## Exercise tasks
• a. In two sentences, sum up the article on opioid prescriptions.
• b. Reproduce word for word the part of the article on opioid prescriptions starting at "Many Opioid Prescriptions" and ending at "opioid pain killers.".
• c. Take the article on opioid prescriptions further, picking up after its last sentence.

Many Opioid Prescriptions Not Linked to Documented Medical Indication

Doctor writes a prescription

The opioid epidemic is still shaking America, with 115 Americans dying every day from an opioid overdose. Many receive opioids legally through a prescription from their physician. In the last two decades, opioid prescribing has grown dramatically, but the prevalence of pain has not grown at the same rate. This raises concerns that physicians have not been appropriately prescribing opioid pain killers.

study by associate professor of health care policy Nicole Maestas, PhD, Tisamarie Sherry, MD, PhD, an associate physician policy researcher at the RAND Corporation, and Adrienne Sabety, a doctoral candidate in health policy at Harvard University, published in Annals of Internal Medicine investigates the medical diagnoses that are associated with opioid prescriptions in ambulatory care. They found that opioids were prescribed in almost 809 million outpatient visits between 2006 and 2015. Of these appointments, the leading diagnosis associated with opioid prescriptions was musculoskeletal conditions. But, surprisingly, 28.5% of visits that resulted in an opioid prescription had no record of pain or conditions that commonly cause pain, and instead cited conditions such as high blood pressure or high cholesterol. Opioid dependence cannot explain the discrepancy, since it accounted for only 2.2% of the visits without pain documentation. Lack of pain documentation was even more common in visits where an existing opioid prescription was being continued (30.5%) than when being newly prescribed (22.7%).

(Region pointing data)
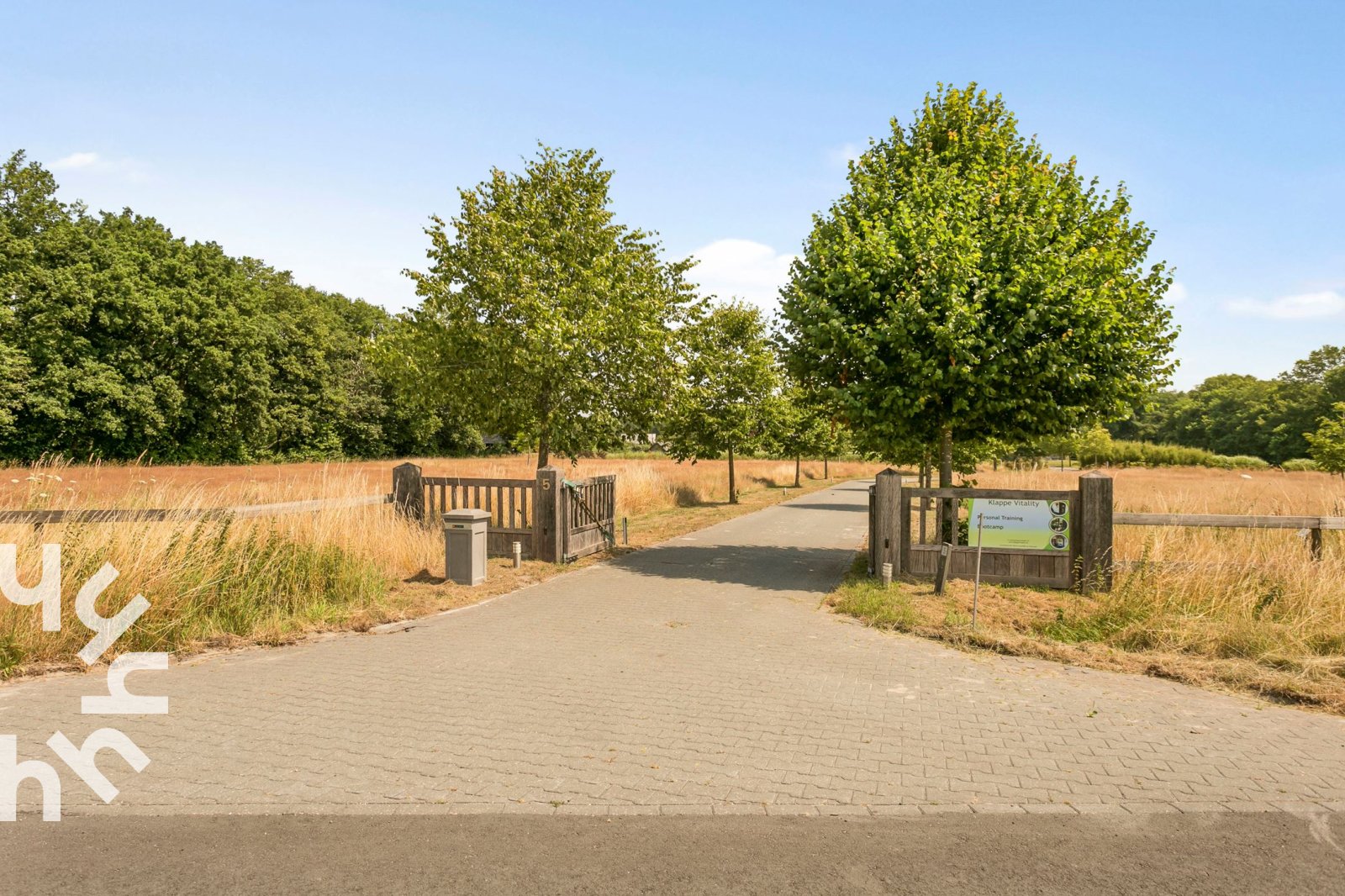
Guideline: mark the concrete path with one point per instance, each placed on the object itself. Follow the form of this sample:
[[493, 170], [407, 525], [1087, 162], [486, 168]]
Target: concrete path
[[697, 677]]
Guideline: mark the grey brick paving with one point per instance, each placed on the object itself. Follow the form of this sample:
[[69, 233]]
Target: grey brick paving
[[697, 677]]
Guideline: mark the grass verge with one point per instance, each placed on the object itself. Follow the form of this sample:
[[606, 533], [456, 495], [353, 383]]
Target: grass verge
[[222, 584], [1131, 630]]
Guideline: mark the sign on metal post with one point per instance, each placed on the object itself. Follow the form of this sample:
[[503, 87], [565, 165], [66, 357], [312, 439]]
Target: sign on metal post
[[1024, 525]]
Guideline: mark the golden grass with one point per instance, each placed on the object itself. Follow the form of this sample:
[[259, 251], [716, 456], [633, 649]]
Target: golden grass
[[1241, 609], [219, 582]]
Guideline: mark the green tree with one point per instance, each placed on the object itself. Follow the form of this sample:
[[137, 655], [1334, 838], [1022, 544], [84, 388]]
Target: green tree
[[726, 401], [804, 427], [1328, 443], [119, 340], [968, 287], [541, 316]]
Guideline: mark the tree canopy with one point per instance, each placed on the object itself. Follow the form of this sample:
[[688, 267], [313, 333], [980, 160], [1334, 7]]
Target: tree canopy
[[542, 318], [968, 287], [1328, 443], [726, 398]]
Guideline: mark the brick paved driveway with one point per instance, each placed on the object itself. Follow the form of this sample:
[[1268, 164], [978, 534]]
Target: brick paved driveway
[[701, 676]]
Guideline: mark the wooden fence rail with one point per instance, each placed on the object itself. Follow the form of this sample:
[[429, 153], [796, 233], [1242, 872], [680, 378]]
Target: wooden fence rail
[[167, 514], [1313, 525], [894, 540]]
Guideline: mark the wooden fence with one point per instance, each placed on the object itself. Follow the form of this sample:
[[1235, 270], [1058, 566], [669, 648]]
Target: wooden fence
[[551, 519], [40, 519], [589, 514], [894, 539]]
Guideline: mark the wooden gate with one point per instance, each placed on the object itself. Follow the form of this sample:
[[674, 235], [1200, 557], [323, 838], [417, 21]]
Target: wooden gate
[[1051, 568], [510, 503], [588, 510], [553, 519]]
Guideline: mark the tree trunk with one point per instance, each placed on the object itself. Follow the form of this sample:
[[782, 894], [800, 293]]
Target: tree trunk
[[948, 506], [733, 483], [544, 451]]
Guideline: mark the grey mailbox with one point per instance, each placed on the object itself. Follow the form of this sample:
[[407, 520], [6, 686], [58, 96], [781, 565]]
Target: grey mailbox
[[464, 546]]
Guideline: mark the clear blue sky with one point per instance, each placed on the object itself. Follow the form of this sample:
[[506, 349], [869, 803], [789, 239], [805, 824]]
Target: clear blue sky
[[320, 136]]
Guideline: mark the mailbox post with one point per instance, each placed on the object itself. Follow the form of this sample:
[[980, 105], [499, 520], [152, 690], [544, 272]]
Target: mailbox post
[[464, 546]]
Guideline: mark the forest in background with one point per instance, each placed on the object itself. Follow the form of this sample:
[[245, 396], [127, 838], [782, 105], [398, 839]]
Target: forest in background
[[120, 340]]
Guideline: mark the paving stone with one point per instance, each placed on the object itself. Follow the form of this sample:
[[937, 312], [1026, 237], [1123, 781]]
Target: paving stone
[[576, 696]]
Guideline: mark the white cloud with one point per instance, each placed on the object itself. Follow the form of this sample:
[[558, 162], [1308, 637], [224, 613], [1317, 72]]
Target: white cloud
[[845, 154], [94, 165], [1308, 306], [741, 269], [76, 161]]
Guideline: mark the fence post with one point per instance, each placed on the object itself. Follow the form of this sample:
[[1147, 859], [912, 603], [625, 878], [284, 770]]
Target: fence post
[[888, 524], [548, 525], [408, 492], [1094, 529]]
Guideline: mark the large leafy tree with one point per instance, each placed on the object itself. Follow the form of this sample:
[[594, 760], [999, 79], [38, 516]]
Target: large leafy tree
[[542, 318], [970, 287], [804, 427], [726, 401], [1328, 443]]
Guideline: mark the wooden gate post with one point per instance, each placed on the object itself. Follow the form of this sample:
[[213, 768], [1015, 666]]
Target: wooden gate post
[[1094, 528], [408, 492], [548, 522], [888, 526]]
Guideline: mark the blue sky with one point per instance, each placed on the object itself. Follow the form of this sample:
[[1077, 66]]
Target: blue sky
[[320, 136]]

## Answer section
• a. A study by Nicole Maestas, Tisamarie Sherry, and Adrienne Sabety in Annals of Internal Medicine looked at the diagnoses tied to opioid prescriptions in almost 809 million outpatient visits from 2006 to 2015. Musculoskeletal conditions were the leading diagnosis, but 28.5% of visits that ended with an opioid prescription had no record of pain or of conditions that commonly cause pain.

• b.
Many Opioid Prescriptions Not Linked to Documented Medical Indication

Doctor writes a prescription

The opioid epidemic is still shaking America, with 115 Americans dying every day from an opioid overdose. Many receive opioids legally through a prescription from their physician. In the last two decades, opioid prescribing has grown dramatically, but the prevalence of pain has not grown at the same rate. This raises concerns that physicians have not been appropriately prescribing opioid pain killers.

• c.
The medical community agrees that opioids need to be prescribed more responsibly, but this study uncovers a major challenge in doing this—the clinical rationale for prescribing opioids is often weak and not clearly documented. This makes it impossible to assess which opioid prescriptions might be appropriate and which are not, so that feedback can be given to providers about common errors. “Our findings point to a need for more robust requirements to document clinical rationale,” says Maestas, “but we also must enable physicians to comply with them without creating undue administrative burden.”

Opioids aren’t the only area of prescribing that has been called into questions- concerns of excess prescribing of antibiotics, benzodiazepines and other medications have risen as well. However given the devastating public health consequences of the opioid epidemic, opioid prescribing behavior in particular has attracted heightened scrutiny.